>>>>

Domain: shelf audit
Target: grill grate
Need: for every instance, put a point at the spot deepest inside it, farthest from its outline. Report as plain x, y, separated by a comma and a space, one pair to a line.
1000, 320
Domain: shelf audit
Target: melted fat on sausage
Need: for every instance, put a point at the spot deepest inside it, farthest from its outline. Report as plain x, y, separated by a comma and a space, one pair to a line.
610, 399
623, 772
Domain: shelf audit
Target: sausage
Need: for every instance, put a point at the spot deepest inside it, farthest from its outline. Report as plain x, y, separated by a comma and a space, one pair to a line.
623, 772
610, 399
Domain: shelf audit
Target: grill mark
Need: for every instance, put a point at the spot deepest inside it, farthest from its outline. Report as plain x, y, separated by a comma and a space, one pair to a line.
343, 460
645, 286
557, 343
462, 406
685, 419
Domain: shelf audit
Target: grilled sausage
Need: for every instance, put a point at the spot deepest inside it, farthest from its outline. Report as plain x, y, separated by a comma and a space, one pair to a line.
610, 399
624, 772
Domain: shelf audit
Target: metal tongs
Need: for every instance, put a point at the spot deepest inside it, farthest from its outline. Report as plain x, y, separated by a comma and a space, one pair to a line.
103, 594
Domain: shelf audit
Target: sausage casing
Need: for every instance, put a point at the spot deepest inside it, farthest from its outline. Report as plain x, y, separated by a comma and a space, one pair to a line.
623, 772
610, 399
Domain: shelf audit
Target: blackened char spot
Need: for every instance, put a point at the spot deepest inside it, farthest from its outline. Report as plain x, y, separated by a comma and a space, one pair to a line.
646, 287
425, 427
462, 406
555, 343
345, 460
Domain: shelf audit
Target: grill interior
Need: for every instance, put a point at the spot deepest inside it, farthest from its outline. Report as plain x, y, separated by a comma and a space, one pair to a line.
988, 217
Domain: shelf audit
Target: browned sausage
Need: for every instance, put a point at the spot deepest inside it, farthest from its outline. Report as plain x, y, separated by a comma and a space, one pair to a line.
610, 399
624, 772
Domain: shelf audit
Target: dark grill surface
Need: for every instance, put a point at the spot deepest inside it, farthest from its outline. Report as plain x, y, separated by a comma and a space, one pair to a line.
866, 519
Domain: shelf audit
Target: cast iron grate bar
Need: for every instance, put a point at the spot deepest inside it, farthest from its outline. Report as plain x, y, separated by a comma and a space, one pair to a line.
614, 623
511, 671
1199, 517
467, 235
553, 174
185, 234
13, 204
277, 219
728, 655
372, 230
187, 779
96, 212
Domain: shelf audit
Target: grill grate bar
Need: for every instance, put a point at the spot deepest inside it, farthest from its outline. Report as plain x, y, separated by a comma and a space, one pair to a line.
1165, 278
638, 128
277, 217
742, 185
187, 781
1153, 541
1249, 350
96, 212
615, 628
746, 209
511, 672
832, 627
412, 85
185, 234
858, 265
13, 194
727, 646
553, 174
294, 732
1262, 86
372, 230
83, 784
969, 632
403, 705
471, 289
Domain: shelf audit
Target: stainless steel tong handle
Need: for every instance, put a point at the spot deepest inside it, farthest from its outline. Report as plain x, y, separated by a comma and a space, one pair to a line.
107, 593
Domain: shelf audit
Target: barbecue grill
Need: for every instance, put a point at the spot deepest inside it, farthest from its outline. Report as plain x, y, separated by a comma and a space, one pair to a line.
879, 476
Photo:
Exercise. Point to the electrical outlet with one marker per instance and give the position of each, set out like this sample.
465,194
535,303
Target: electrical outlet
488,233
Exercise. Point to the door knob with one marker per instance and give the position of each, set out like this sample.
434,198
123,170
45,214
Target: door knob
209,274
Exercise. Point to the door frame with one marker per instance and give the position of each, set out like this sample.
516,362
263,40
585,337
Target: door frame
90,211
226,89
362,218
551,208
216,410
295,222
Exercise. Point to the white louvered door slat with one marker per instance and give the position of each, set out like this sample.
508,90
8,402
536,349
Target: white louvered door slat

<<<<

▶ _Assignment_
Every record in the material above should be set down exactly.

▶ _Task answer_
Domain: shelf audit
Target: grill grate
Need: for every instance, put a point at the spot deepest inside it, farthest from its outline. Report as plain x, y, separated by a comma and a space, one pair to a line.
1000, 320
Domain: shelf audit
Target: melted fat on sausage
Need: for every instance, put a point at the spot deepest inside it, farthest from its outline. Report as plain x, y, separated by a comma and a space, one pair to a line.
610, 399
623, 772
Domain: shelf audit
Target: sausage
Need: for every instance, put a point at the spot deepest inside it, farthest from its outline. Report as plain x, y, separated by a comma and a space, one pair to a line.
623, 772
610, 399
Domain: shelf audit
Target: grill mark
Need: for every instance, put a point at the spot deepest inside it, farthest from its outline. Report as plain x, y, separated by a comma and a space, one pair to a line.
343, 460
645, 286
557, 343
462, 406
685, 419
Domain: shelf audit
Target: grilled sausage
Need: for every instance, put a point at the spot deepest inside it, farthest from its outline. Report as plain x, y, separated by a comma and a space, one pair to a line.
610, 399
624, 772
Domain: shelf audit
Target: metal tongs
Need: for every instance, put a point at the spot deepest inside it, farthest from its outline. Report as plain x, y, separated by a comma and a space, one pair to a line.
103, 594
Domain: shelf audit
Target: sausage casing
Need: for every instance, put a point at the spot deepest inside it, farthest from its outline. Report as plain x, y, separated by a comma and a space, one pair to a line.
623, 772
610, 399
Domain: shelf audit
Target: blackened char spot
Need: for every instance, put a point at the spot deepest inside it, farthest from its outline. Report as plain x, y, separated by a comma and a space, one pair to a line.
646, 287
425, 427
462, 406
555, 343
345, 460
Domain: shelf audit
Target: grill interior
Need: for every instance, put a point at the spot deepest inside it, farthest from its outline. Report as plain x, y, separated by a comma and a space, one pair to a line.
988, 217
Domain: shelf audit
Target: browned sausage
Need: for every instance, put a point at the spot deepest inside it, farthest from its outline. Report as plain x, y, separated by a comma and a space, one pair to a line.
610, 399
624, 772
Domain: shelf audit
Target: dark grill surface
Need: for every instance, put a point at the spot deepest inside it, farthest from its outline. Report as plain x, y, separated by a comma and a space, one pair to a line.
866, 519
Domain: shelf audit
Target: cast iron grate bar
Need: for every instance, put a point at the spot deepest inside it, farthest from its outline. Report as plain x, y, separated by a comma and a space, one pair to a line.
614, 623
511, 671
1199, 517
467, 235
553, 174
185, 234
13, 204
277, 219
728, 655
372, 230
187, 779
96, 212
Domain: shelf audit
Target: grill grate bar
Need: for every instance, put a point at the spot deepest inside it, farthest from its outline. Report as plain x, y, separated by a comma and a space, one pair to a line.
1165, 278
638, 128
277, 217
742, 185
187, 781
1153, 541
1249, 350
96, 212
615, 628
746, 209
511, 672
832, 627
412, 85
185, 234
858, 265
13, 194
727, 646
553, 174
294, 732
1262, 86
372, 230
83, 784
969, 632
403, 705
471, 289
Domain: shelf audit
Target: stainless steel tong handle
Need: for every instance, put a point at the spot deepest inside it, farthest from its outline. Report as plain x, y, separated by a comma and a space, one pair to a line.
107, 593
Domain: shelf audit
Target: barbecue grill
Need: for every instance, put a point at the spot deepest inside it, farthest from its outline. Report as plain x, y, separated by a comma and a space, one pair to a line.
879, 476
Photo:
Exercise. Point to the electrical outlet with one marker per instance and give the position of each, set out like this sample.
465,194
535,303
Target: electrical outlet
488,233
Exercise. Point to the door knob with one marker per instance and give the position of each, set out like this sample.
434,198
123,170
45,214
Target: door knob
209,274
Exercise. Point to the door frame with one marker per instance and give the position of each, set out like this sample.
516,362
263,40
585,337
Target: door frame
90,211
226,89
362,218
551,208
216,410
295,222
Exercise. Point to the white louvered door slat with one marker per instance and give the position of each, set out like this sample.
508,90
8,402
536,349
Target: white louvered door slat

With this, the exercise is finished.